▶ INSTRUCTIONS FOR THE TASK: Carry on the article below about renewables reaching 49% of global power capacity, picking up right after its last sentence.

▶ GIVEN TEXT:
Solar panels and wind turbines generating clean electricity for an article about renewable energy capacity

Renewables hit 49% of global power capacity for the first time

The world added more renewable energy in 2025 C.E. than in any previous year, pushing total global renewable power capacity past 5,100 gigawatts and crossing the 49% threshold of all installed power capacity for the first time in recorded history. The milestone, reported by the International Renewable Energy Agency, signals that clean energy is no longer a niche alternative — it is the dominant force shaping how the world builds new power systems.

At a glance

  • Renewable energy capacity: Total global installed capacity reached 5,149 GW in 2025 C.E., after a single-year addition of 692 GW — a 15.5% annual increase.
  • Solar power growth: Solar led all technologies, adding 511 GW and accounting for roughly 75% of all new renewable capacity added during the year.
  • Renewables share of additions: Clean energy sources made up 85.6% of all new power capacity added globally in 2025 C.E., leaving fossil fuels and nuclear to account for less than 15%.

Why this year felt different

Numbers alone don’t capture the significance of this moment. For decades, renewable energy advocates argued that clean power could eventually outpace fossil fuels in new capacity additions. That argument is no longer theoretical.

Solar and wind together accounted for 96.8% of all net renewable additions in 2025 C.E. — a figure that reflects not just enthusiasm but economics. Both technologies have seen the steepest cost declines of any energy source over the past 20 years, and that cost advantage is now being felt at scale in construction pipelines worldwide.

IRENA Director-General Francesco La Camera noted that the expansion reflects something beyond market preference. “A more decentralised energy system, with a growing share of renewables and more market players, is structurally more resilient,” he said. “Countries that invested in the energy transition are weathering this crisis with less economic damage, as they boost energy security, resilience and competitiveness.” That geopolitical framing matters: as tensions in the Middle East renewed concerns about fossil fuel supply chains, homegrown renewable sources offered countries a degree of insulation that imported fuels cannot.

Where growth is happening — and where it isn’t

Asia drove the numbers in a way that is difficult to overstate. The region contributed 74.2% of all new renewable capacity, adding 513.3 GW and growing at a rate of 21.6% in a single year. China alone continues to install more solar and wind capacity than most continents combined, though other Asian economies are rapidly expanding their own pipelines.

Africa recorded its highest-ever annual capacity increase, rising 15.9% with 11.3 GW of new additions. Ethiopia, South Africa, and Egypt led that growth — a meaningful signal that the continent is beginning to build the clean energy infrastructure its populations have long needed. The Middle East posted its largest annual growth rate yet, at 28.9%, driven significantly by Saudi Arabia.

Europe held second place globally in total installed capacity at 934 GW, while Central America and the Caribbean remain the region with the lowest renewables base at just 21 GW total — a gap that the International Energy Agency has identified as a critical energy access challenge for small island and developing states.

▶ INFORMATION SUPPLIED:

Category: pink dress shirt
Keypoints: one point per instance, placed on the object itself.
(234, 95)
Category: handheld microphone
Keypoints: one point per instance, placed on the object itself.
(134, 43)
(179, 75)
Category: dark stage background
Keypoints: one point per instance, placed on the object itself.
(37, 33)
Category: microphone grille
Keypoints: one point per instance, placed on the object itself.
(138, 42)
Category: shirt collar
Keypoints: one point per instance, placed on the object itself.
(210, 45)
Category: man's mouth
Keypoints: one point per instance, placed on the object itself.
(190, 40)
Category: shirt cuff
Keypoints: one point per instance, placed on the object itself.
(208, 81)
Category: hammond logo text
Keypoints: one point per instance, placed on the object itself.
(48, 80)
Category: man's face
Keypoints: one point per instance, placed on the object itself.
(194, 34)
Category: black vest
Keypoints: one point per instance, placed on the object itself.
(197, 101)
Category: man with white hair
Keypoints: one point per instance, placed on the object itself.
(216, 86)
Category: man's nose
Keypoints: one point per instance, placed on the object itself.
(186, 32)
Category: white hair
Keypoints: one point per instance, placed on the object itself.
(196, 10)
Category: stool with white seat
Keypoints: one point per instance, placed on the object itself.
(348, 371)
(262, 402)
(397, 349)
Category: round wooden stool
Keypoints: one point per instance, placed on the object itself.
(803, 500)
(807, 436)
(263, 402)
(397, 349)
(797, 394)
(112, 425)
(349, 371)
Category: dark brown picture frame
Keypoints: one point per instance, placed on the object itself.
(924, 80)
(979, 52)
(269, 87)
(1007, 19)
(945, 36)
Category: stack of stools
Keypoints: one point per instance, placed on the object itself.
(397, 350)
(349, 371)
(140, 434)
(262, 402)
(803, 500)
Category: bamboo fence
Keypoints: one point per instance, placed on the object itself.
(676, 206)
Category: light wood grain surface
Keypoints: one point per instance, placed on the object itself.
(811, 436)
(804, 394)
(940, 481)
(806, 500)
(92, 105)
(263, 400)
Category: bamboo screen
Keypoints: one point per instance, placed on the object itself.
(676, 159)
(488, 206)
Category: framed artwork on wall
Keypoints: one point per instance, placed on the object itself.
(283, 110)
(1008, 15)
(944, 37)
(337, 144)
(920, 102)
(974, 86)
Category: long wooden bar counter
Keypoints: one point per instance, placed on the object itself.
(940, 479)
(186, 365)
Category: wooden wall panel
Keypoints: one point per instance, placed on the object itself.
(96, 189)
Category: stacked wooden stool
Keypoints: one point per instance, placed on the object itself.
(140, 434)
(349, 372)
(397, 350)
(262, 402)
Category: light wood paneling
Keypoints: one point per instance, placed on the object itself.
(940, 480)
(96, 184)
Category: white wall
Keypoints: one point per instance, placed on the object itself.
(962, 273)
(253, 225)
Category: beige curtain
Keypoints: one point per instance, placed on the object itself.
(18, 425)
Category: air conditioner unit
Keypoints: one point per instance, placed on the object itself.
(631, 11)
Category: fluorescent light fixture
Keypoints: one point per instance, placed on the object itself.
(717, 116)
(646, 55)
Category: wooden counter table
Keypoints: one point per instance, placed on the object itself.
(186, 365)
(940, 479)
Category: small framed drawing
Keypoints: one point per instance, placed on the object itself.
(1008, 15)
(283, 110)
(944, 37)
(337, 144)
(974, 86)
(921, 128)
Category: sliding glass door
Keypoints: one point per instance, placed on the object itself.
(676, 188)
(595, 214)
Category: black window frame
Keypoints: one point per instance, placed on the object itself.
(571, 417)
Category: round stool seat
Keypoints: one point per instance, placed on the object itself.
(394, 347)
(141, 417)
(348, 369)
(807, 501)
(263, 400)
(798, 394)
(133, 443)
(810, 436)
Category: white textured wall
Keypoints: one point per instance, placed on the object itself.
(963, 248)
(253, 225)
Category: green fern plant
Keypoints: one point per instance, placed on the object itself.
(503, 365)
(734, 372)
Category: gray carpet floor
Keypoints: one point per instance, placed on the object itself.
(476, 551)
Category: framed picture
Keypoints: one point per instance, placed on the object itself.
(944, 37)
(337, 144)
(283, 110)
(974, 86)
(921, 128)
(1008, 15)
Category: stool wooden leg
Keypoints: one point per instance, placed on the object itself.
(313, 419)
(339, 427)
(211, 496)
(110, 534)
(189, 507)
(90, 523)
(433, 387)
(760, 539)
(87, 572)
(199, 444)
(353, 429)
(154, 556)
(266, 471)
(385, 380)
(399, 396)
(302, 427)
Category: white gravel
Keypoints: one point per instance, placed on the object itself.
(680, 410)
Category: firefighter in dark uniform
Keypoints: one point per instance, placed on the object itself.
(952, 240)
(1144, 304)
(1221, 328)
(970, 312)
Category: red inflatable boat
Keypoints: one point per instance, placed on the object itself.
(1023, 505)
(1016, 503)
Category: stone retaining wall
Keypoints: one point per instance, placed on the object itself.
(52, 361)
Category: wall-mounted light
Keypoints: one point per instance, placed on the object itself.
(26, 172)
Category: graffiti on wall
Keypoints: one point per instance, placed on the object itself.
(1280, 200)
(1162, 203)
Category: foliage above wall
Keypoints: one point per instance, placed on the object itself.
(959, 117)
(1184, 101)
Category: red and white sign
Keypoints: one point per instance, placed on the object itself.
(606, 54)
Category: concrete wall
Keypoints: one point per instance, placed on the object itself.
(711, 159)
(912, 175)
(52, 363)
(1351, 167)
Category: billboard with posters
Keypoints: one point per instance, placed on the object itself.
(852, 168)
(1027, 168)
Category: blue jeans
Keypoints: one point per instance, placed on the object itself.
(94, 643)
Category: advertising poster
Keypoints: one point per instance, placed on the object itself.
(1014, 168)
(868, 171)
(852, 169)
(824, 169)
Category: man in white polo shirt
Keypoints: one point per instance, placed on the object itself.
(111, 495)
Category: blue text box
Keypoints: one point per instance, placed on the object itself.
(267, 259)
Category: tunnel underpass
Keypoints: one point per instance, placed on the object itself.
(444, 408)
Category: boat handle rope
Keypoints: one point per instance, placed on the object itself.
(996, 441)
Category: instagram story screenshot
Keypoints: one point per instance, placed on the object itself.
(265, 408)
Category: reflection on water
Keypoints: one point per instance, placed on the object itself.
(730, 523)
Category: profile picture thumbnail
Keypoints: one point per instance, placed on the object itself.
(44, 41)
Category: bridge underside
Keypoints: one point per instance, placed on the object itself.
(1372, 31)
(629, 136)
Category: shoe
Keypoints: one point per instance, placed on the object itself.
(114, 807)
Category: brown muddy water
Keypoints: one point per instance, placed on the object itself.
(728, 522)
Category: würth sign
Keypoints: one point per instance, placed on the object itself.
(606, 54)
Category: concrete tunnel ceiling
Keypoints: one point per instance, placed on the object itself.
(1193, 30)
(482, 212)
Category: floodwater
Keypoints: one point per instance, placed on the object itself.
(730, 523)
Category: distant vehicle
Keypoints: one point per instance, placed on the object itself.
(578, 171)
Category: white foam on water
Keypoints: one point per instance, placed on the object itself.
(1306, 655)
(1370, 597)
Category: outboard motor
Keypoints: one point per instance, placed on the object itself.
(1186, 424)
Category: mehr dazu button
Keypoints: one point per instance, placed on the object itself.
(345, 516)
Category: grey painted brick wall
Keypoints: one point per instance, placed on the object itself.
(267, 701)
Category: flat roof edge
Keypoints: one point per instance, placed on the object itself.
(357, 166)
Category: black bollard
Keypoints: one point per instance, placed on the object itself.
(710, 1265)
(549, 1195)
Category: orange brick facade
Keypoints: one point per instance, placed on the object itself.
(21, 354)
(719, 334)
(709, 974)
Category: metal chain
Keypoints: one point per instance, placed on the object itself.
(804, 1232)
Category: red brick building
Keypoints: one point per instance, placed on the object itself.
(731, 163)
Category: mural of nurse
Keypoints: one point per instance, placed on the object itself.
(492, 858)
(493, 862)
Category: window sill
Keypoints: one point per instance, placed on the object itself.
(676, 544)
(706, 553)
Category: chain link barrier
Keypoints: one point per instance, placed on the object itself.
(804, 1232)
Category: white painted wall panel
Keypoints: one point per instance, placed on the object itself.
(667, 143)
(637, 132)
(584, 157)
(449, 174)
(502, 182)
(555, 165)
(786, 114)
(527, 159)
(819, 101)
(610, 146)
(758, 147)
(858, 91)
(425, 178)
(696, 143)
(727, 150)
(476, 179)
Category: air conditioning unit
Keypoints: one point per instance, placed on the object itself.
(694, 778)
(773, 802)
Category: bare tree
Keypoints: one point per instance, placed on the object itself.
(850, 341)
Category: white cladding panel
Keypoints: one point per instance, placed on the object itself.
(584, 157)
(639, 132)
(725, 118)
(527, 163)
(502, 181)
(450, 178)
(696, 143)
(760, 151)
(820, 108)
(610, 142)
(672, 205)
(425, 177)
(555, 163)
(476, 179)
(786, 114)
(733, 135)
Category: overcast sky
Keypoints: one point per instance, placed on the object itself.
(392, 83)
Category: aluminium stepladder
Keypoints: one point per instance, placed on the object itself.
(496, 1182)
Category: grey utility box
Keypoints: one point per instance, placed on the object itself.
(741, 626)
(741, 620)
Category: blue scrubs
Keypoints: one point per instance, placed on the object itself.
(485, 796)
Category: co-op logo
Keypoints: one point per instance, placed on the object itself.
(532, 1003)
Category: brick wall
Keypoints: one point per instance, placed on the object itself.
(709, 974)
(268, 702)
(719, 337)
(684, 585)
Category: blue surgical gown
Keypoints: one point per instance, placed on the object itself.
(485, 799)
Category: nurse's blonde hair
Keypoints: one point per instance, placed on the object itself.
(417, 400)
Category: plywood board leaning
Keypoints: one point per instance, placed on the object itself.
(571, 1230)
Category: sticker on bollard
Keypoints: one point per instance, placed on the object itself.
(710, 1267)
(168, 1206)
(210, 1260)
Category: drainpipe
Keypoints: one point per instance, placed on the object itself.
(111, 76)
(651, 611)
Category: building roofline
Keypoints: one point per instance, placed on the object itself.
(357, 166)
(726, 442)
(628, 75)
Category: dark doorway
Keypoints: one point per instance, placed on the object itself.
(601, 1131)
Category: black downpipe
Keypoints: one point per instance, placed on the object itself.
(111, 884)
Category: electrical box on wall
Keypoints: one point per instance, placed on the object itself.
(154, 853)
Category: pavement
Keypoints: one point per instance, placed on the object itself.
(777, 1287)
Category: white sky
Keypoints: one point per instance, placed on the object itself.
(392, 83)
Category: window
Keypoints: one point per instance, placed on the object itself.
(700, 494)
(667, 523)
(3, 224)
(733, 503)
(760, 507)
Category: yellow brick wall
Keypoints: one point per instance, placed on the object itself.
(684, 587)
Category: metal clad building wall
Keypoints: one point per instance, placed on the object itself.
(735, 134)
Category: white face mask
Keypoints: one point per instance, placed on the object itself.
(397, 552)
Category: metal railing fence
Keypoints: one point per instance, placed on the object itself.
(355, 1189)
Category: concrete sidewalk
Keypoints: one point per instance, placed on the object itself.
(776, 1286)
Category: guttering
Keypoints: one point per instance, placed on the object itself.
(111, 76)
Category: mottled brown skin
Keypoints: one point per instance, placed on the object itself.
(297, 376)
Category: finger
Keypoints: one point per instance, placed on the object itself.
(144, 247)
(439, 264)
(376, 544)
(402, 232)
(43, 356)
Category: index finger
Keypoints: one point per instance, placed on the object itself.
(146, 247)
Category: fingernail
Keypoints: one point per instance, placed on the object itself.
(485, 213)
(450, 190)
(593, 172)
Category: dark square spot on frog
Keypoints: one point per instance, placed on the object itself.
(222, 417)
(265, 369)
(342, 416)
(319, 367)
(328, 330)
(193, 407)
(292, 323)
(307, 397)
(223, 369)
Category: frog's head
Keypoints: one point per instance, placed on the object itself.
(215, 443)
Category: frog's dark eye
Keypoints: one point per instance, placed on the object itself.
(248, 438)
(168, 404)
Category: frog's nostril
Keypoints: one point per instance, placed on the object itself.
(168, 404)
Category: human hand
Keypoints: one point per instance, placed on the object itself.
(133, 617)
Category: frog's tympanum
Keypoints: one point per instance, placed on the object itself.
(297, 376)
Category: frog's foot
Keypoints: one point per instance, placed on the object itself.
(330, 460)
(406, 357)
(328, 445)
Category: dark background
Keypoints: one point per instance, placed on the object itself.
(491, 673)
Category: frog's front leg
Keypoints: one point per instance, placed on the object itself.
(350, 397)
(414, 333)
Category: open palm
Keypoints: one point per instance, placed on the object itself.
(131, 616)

▶ RESULT OF THIS TASK:
The unfinished work

This report is genuinely encouraging, but IRENA is careful not to overstate the finish line. The World Energy Transitions Outlook has consistently shown that reaching net-zero emissions by 2050 C.E. requires roughly tripling current renewable capacity by that date — meaning 2025 C.E.’s record additions still fall short of the pace needed. The disparities between regions also remain stark: high-income countries and China are pulling ahead while many lower-income nations, particularly in Central America, the Caribbean, and parts of Sub-Saharan Africa, lack the financing and grid infrastructure to accelerate at comparable rates.

Wind energy added 159 GW in 2025 C.E., a strong showing, though offshore wind development — considered critical for dense urban coastlines — continues to face permitting and supply chain delays in several major markets. Bioenergy, third among renewables, grew by just 2.3%, adding 3.4 GW, a reminder that not all clean energy sources are scaling at the same pace.

What the record means for energy security

One of the quieter arguments for renewable energy has always been its relationship to national sovereignty. Unlike oil or natural gas, solar panels and wind turbines don’t require international shipping lanes or diplomatic agreements to keep running. Countries that built out their renewable base over the past decade found themselves better positioned in 2025 C.E. when geopolitical volatility pushed fossil fuel prices upward again.

That dynamic is now visible in the data. The 85.6% share of renewables in new capacity additions isn’t just an environmental story — it’s a story about which kinds of energy systems governments and investors believe will be reliable and affordable over the next 20 years. The answer, at least in 2025 C.E., was overwhelmingly clean.

Whether that momentum holds through the financing pressures, grid integration challenges, and political headwinds that remain ahead will define the next chapter. For now, the milestone stands: nearly half of all installed power capacity on Earth now comes from renewable sources, and the number is still climbing.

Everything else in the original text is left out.